Data supplied:
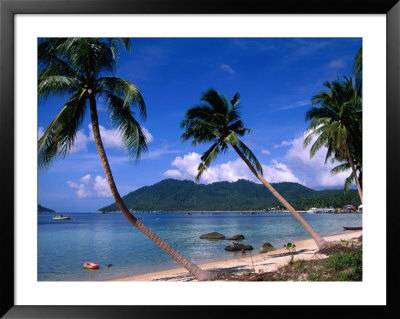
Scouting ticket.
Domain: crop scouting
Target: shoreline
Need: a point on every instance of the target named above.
(270, 261)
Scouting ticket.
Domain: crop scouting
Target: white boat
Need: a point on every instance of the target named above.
(61, 217)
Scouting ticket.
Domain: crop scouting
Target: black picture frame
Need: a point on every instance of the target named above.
(9, 8)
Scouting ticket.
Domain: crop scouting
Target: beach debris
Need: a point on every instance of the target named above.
(238, 247)
(236, 237)
(266, 247)
(213, 235)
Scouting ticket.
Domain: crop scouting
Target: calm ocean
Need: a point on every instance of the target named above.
(63, 246)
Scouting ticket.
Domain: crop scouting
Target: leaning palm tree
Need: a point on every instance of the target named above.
(337, 125)
(80, 68)
(218, 121)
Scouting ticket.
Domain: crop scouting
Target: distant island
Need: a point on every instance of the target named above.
(178, 195)
(42, 209)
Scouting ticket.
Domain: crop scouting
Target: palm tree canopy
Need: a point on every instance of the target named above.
(81, 68)
(216, 121)
(336, 122)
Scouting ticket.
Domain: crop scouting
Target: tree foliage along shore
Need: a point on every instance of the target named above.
(217, 121)
(82, 69)
(176, 195)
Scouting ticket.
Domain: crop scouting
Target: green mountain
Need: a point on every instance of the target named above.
(42, 209)
(177, 195)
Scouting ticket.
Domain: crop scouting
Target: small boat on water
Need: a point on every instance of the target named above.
(352, 228)
(61, 217)
(90, 265)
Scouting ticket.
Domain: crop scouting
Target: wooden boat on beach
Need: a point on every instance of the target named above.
(352, 228)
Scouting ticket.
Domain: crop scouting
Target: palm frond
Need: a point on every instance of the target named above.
(122, 118)
(250, 157)
(59, 136)
(56, 85)
(206, 159)
(125, 90)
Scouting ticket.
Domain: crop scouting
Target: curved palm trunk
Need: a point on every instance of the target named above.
(200, 274)
(354, 172)
(321, 243)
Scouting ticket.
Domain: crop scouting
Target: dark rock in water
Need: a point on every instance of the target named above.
(213, 235)
(238, 247)
(236, 237)
(266, 247)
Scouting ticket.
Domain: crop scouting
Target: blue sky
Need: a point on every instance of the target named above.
(276, 79)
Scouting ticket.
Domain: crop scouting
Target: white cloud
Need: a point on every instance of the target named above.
(315, 172)
(81, 189)
(337, 64)
(278, 172)
(88, 187)
(101, 187)
(173, 173)
(266, 152)
(111, 138)
(85, 179)
(227, 68)
(149, 137)
(292, 106)
(80, 143)
(230, 171)
(282, 144)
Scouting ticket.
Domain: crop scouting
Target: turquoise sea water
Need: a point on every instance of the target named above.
(63, 246)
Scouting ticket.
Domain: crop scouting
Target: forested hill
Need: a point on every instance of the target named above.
(42, 209)
(176, 195)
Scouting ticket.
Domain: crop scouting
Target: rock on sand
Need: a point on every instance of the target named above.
(266, 247)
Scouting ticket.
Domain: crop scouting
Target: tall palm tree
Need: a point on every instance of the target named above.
(337, 124)
(218, 121)
(81, 68)
(357, 70)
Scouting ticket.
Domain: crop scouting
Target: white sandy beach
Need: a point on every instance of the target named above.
(271, 261)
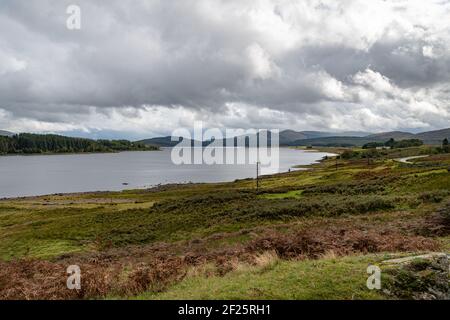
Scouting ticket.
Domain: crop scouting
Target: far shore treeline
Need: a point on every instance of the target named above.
(27, 143)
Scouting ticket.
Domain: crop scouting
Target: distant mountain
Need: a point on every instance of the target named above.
(321, 138)
(336, 141)
(163, 141)
(289, 136)
(6, 133)
(396, 135)
(434, 137)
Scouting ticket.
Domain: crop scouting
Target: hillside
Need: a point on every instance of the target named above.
(335, 141)
(6, 133)
(27, 143)
(331, 139)
(396, 135)
(434, 137)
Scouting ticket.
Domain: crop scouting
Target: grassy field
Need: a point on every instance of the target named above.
(303, 235)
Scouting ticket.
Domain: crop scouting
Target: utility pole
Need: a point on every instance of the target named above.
(257, 176)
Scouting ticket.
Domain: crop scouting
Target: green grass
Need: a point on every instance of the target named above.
(331, 278)
(49, 226)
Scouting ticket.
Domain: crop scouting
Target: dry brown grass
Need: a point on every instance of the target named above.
(133, 270)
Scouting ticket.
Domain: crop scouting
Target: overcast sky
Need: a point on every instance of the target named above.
(141, 68)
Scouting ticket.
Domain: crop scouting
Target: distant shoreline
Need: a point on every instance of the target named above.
(293, 168)
(70, 153)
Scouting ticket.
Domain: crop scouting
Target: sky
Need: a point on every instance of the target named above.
(142, 68)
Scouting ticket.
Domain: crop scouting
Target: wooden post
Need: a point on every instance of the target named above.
(257, 175)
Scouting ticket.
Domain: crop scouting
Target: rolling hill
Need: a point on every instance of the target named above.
(320, 138)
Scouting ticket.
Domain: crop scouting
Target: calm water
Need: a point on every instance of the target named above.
(39, 175)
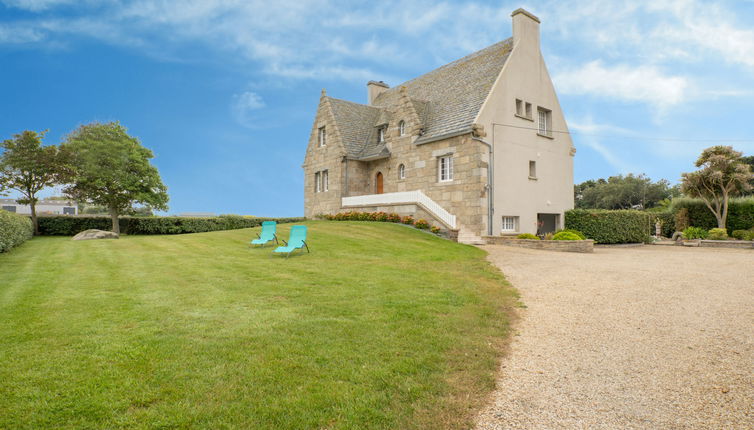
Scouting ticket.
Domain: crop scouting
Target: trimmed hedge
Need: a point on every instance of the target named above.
(606, 226)
(70, 225)
(740, 213)
(14, 230)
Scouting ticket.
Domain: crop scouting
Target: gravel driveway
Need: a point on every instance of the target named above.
(649, 337)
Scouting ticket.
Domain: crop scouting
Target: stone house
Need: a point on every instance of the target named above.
(479, 146)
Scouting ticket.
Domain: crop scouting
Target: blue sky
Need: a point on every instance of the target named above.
(224, 92)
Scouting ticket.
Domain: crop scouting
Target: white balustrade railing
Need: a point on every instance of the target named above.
(405, 197)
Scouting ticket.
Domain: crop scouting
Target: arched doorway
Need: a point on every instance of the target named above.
(378, 183)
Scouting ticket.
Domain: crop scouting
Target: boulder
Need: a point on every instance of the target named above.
(95, 234)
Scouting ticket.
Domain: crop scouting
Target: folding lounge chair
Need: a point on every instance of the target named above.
(267, 234)
(297, 240)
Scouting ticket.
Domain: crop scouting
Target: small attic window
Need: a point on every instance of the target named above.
(381, 134)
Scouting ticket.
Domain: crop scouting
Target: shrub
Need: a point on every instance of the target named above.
(740, 213)
(69, 225)
(605, 226)
(576, 232)
(14, 230)
(717, 234)
(566, 235)
(694, 233)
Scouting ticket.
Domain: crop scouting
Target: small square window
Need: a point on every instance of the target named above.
(445, 168)
(510, 223)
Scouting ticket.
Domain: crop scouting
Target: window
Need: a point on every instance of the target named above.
(510, 223)
(545, 122)
(445, 168)
(322, 137)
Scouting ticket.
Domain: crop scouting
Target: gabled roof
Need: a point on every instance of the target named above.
(446, 99)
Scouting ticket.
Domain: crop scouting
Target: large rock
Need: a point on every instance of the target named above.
(95, 234)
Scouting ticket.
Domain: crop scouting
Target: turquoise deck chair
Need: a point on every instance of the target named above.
(296, 240)
(267, 234)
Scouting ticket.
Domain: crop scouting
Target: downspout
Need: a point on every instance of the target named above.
(490, 180)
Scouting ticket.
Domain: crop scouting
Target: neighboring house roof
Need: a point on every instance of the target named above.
(446, 99)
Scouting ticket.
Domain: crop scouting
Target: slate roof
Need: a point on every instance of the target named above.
(447, 100)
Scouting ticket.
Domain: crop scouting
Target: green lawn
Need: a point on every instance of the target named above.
(381, 326)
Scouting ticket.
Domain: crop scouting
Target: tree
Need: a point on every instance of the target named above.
(723, 174)
(622, 192)
(28, 167)
(107, 167)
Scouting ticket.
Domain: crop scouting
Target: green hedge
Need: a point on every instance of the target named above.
(605, 226)
(14, 230)
(70, 225)
(740, 213)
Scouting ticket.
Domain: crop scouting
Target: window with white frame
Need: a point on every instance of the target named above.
(510, 223)
(545, 121)
(445, 168)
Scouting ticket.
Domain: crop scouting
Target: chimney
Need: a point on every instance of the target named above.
(525, 29)
(374, 89)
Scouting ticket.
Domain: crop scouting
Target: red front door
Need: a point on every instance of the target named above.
(378, 183)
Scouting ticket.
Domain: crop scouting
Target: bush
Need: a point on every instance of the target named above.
(14, 230)
(605, 226)
(743, 234)
(694, 233)
(740, 213)
(566, 235)
(717, 234)
(70, 225)
(576, 232)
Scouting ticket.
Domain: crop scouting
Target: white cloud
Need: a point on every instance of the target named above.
(645, 84)
(243, 106)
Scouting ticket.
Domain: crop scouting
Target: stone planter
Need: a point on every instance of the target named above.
(549, 245)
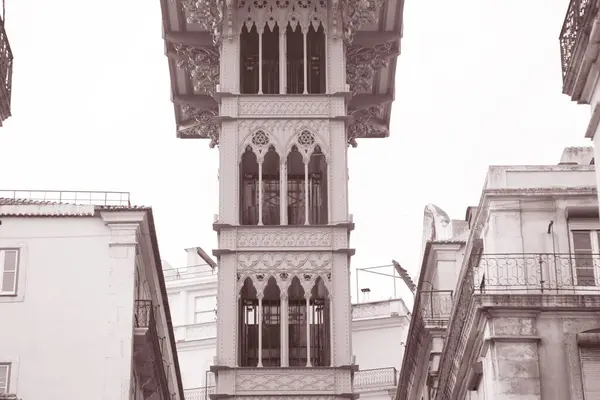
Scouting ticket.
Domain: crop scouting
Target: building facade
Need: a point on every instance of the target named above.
(283, 88)
(507, 306)
(376, 328)
(83, 304)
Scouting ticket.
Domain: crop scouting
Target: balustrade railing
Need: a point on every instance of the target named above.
(200, 393)
(375, 378)
(575, 34)
(144, 318)
(436, 306)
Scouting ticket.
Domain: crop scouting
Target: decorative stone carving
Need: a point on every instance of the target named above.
(358, 13)
(285, 380)
(266, 13)
(284, 238)
(363, 62)
(282, 106)
(203, 125)
(286, 129)
(202, 65)
(363, 126)
(208, 14)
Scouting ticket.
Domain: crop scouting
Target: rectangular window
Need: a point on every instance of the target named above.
(4, 377)
(9, 262)
(205, 308)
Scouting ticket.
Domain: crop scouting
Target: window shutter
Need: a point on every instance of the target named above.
(590, 370)
(9, 271)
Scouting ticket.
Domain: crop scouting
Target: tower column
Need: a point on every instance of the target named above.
(260, 297)
(306, 191)
(282, 60)
(260, 162)
(283, 191)
(307, 296)
(284, 325)
(304, 33)
(260, 32)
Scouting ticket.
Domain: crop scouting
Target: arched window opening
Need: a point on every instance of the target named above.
(249, 60)
(248, 325)
(270, 59)
(319, 317)
(297, 324)
(271, 325)
(249, 188)
(315, 48)
(295, 60)
(295, 187)
(317, 196)
(271, 189)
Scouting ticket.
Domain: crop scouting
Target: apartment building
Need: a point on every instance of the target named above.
(508, 299)
(83, 304)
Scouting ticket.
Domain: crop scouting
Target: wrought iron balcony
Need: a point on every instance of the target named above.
(201, 393)
(6, 61)
(148, 351)
(436, 307)
(375, 379)
(574, 37)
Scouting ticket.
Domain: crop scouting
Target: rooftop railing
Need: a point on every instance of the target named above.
(193, 271)
(6, 65)
(528, 274)
(574, 36)
(71, 197)
(377, 378)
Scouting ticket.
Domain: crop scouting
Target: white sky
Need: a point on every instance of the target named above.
(478, 83)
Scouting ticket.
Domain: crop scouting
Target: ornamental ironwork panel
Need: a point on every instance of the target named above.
(575, 33)
(6, 62)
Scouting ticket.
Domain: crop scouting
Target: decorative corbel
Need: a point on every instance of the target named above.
(357, 13)
(207, 13)
(202, 65)
(202, 124)
(363, 62)
(362, 126)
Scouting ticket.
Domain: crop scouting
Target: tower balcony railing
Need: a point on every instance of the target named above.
(574, 37)
(436, 307)
(148, 356)
(530, 274)
(375, 379)
(6, 64)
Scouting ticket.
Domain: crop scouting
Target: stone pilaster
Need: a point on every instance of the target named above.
(124, 231)
(510, 356)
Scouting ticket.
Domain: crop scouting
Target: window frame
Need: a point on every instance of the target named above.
(592, 227)
(7, 377)
(3, 252)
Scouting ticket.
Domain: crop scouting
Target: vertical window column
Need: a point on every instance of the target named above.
(307, 296)
(282, 62)
(260, 323)
(283, 191)
(284, 328)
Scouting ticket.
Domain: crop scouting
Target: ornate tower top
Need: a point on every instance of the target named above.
(195, 32)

What you will do: All lines in the data above from the one with "Target: calm ocean" through the one with "Target: small boat on water" must be repeated exactly, and no others.

Result of this task:
Target: calm ocean
Need: a point on every instance of the target named above.
(63, 246)
Scouting ticket.
Domain: crop scouting
Target: leaning palm tree
Need: a point on every instance of the target named above.
(337, 125)
(80, 68)
(218, 121)
Scouting ticket.
Domain: crop scouting
Target: distant island
Need: a point on every instance of the target named above.
(178, 195)
(42, 209)
Scouting ticket.
Domain: crop scouting
Target: palm tree canopy
Need: a point on every instance of the target named above.
(81, 68)
(216, 121)
(336, 122)
Scouting ticket.
Domain: crop scouting
Target: tree foliage along shore
Need: a point on every instance of the target named above.
(217, 121)
(82, 69)
(176, 195)
Scouting ticket.
Domain: crop scouting
Target: green mountain
Need: a point on every instance of the target named above.
(42, 209)
(177, 195)
Scouting ticket.
Domain: crop scouting
Target: small boat on water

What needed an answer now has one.